===== Document extract

THE ASYLUM TAPES; GRAYSTONE
The venture into the abandoned hospital and in particular asylum that is haunted (or features lurking killers) has become so prolific in horror that it can be considered a cliche see also the Found Footage likes of Haunted Changi (2010), The Sanatorium (2010) and Grave Encounters (2011) and a host of other non-Found Footage efforts such as Doom Asylum (1987), House on Haunted Hill (1999), Killer Instinct (2000), Dark Asylum (2001), Session 9 (2001), Hell Asylum (2002), Boo (2005), The Devils Chair (2006), Deadgirl (2008), Dont Look in the Cellar (2008), Room 33 (2009), House of Dust (2013), Paranormal Asylum (2013), Backmask/Exeter (2015) and Cain Hill (2017).
Greystone Park is Found Footage but Sean Stone also plays with the form in different ways to most other directors in the field. One thing he does is to break the image up far more than other Found Footage films do the shots are much more edited than usual and often interrupted by subliminal flashes of nightmare images. This starts to become undeniably effective as the trio head in to the asylum and we start to see shapes and shadows that might be something lurking in the backgrounds of shots or flitting across doorways. These are presented in momentary glimpses not long enough to register more than the suggestion of something there and so brief that you think you might be imagining them. This keeps you constantly watching the periphery of the frame for things. And some of the jumps do end up effectively jangling ones nerves.

==========
===== Dataset excerpts

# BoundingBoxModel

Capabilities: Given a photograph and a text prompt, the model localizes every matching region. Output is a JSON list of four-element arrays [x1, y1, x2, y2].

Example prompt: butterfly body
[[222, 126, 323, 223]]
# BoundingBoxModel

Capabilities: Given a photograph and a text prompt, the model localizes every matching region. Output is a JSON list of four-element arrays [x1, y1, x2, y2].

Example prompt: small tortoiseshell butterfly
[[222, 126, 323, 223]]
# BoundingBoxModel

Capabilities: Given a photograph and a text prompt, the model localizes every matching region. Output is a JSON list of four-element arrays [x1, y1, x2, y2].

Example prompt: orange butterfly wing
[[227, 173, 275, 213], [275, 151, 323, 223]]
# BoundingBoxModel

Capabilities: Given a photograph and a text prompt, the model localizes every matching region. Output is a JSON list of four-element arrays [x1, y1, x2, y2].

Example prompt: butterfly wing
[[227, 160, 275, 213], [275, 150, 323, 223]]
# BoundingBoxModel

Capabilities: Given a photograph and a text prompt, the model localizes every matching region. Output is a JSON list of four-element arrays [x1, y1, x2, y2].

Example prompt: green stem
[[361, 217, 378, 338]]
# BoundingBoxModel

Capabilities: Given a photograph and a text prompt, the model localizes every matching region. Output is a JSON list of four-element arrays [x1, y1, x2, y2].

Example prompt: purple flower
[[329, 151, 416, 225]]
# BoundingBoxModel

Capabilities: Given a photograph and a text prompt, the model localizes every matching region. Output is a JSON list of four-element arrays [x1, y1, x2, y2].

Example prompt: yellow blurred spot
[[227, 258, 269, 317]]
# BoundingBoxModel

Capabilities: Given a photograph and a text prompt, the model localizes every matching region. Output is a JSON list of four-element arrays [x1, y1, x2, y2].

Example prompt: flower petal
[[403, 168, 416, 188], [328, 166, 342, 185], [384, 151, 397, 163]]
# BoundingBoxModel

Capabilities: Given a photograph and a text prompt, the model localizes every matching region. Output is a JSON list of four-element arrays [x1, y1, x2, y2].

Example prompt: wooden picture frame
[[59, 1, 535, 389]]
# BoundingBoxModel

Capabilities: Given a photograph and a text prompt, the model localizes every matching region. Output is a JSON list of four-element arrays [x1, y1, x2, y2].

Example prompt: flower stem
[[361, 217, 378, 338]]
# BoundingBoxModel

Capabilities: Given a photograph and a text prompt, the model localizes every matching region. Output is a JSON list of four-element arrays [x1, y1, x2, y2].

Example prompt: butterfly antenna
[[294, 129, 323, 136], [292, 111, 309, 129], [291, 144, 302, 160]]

==========

Task goal: Which films does the horror film review above name as Found Footage examples of the haunted-asylum cliché? List them with the years it gives.

Answer space:
Haunted Changi (2010)
The Sanatorium (2010)
Grave Encounters (2011)